やること
本文によると、平野氏は石徹白地区で何年から小水力発電を進めていますか。

本文
"""
街に、ルネッサンス UR都市機構

「自然エネルギーを活用した農山村の地域づくり」から考える 地方再生のあり方とは

平野氏はNPO法人の一員として、石徹白(いとしろ)(岐阜県郡上市)地区にて2007年から水車を使用した小水力発電を推進し、地域の特性を生かした地産地消型の自然エネルギーを普及させることにより、地域再生に取り組んでいる。

平野氏は、高度経済成長を終えた日本の責務は「発展途上国に市場を求め、先進国化していくこと」ではなく、「成長を終えた国がどううまく持続可能な社会を築くのか、範を示すこと」であり、社会全体が膨張から縮小へと転換している中、大きなシステムでの解決を図るのではなく、現場で一つ一つの物語を紡ぐように解決を図るべきで、そうした意味では、過疎地や被災地こそが最先端のまちづくりのモデルケースとなると主張している。

UR都市機構においても、地方都市再生のコーディネートや東日本大震災の復興まちづくり支援等を行っているが、都市部での経験をもとに大きなシステムでの問題解決を図ろうとしているのではないかとの問題意識があり、平野氏のような発想の転換が必要ではないかと考え、実際に石徹白地区を訪れ、平野氏に会い、石徹白のまちづくりの取組みを目の当たりにし、今後の我が国の地方再生、まちづくりのあり方について考察する。

平野 彰秀 Akihide Hirano

1975(昭和50年)、岐阜市生まれ
東京大学工学部都市工学科卒、
同大学院環境学修士
大学では都市計画を専攻し、地方のまちづくり・地域づくりを自らのライフワークとすることを決める。北山創造研究所で商業施設プロデュースに携わった後、ブーズ・アレン・ハミルトン(現.ブーズ・アンド・カンパニー)にて、大企業の経営戦略コンサルティングに従事。会社勤務の傍ら、現状の都市計画・地域づくりに対する問題意識を持ち続ける中で、NPO法人G-net 、G-net TOKYO の設立に参画。
"""
データ
"""
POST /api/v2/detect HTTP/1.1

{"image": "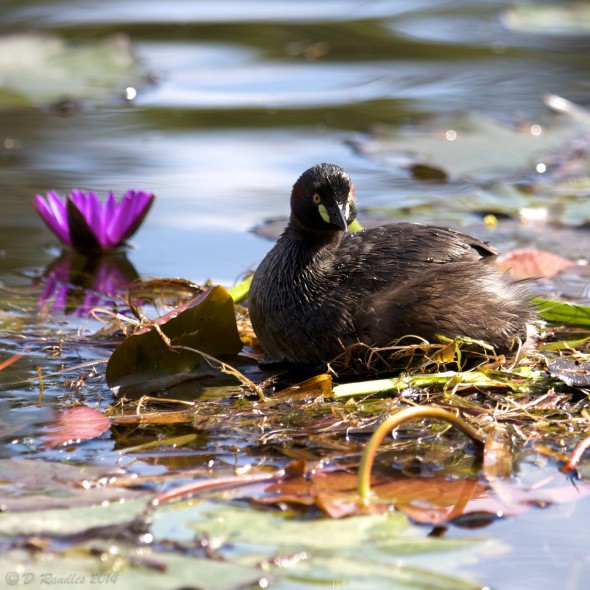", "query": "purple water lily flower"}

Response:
[33,189,155,252]
[37,251,139,317]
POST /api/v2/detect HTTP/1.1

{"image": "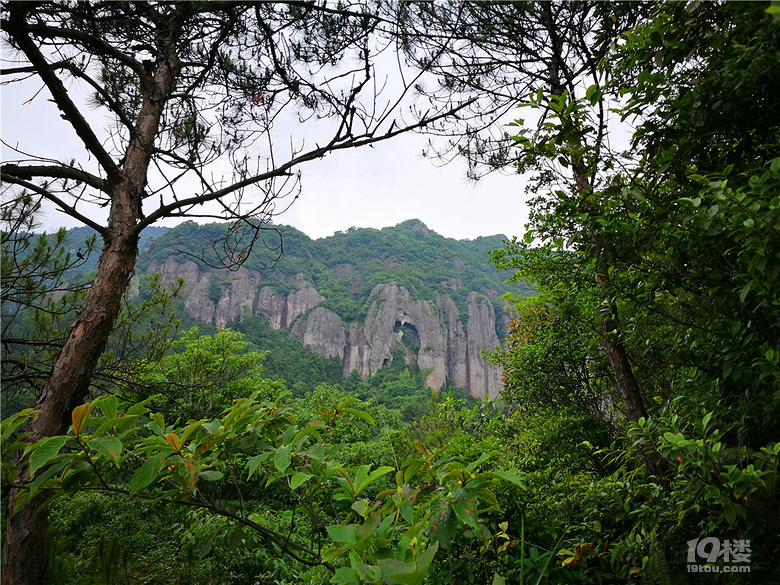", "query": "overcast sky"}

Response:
[2,60,527,239]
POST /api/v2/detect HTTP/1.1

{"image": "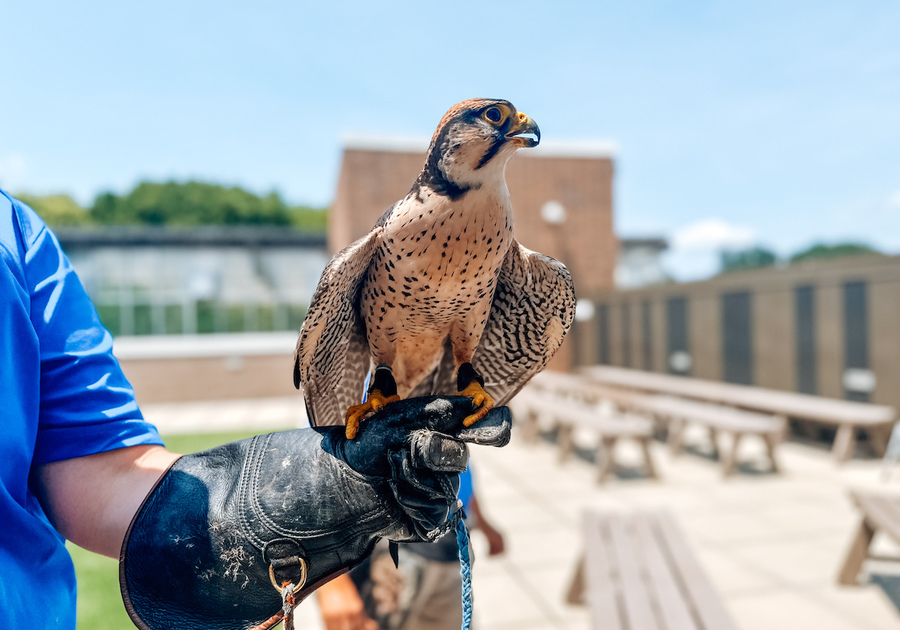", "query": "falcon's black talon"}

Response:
[369,364,397,398]
[456,363,484,391]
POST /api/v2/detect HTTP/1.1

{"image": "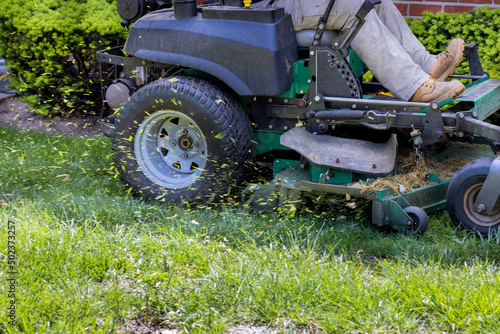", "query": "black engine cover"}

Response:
"""
答え
2007年からです。